» Exercise
Find every line in the records that contains the string "black" and copy each one. Matching is case-sensitive.

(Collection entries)
□ □ □ □
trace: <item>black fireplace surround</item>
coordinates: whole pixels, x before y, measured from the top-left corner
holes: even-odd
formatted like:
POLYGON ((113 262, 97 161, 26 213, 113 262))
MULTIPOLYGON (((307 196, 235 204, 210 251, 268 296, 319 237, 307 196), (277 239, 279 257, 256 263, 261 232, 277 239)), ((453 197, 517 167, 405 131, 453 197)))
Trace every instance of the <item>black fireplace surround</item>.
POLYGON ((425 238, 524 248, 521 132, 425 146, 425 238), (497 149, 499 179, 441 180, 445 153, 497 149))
□ □ □ □
» Response
trace: <item>black fireplace surround</item>
Trace every instance of the <item>black fireplace surround</item>.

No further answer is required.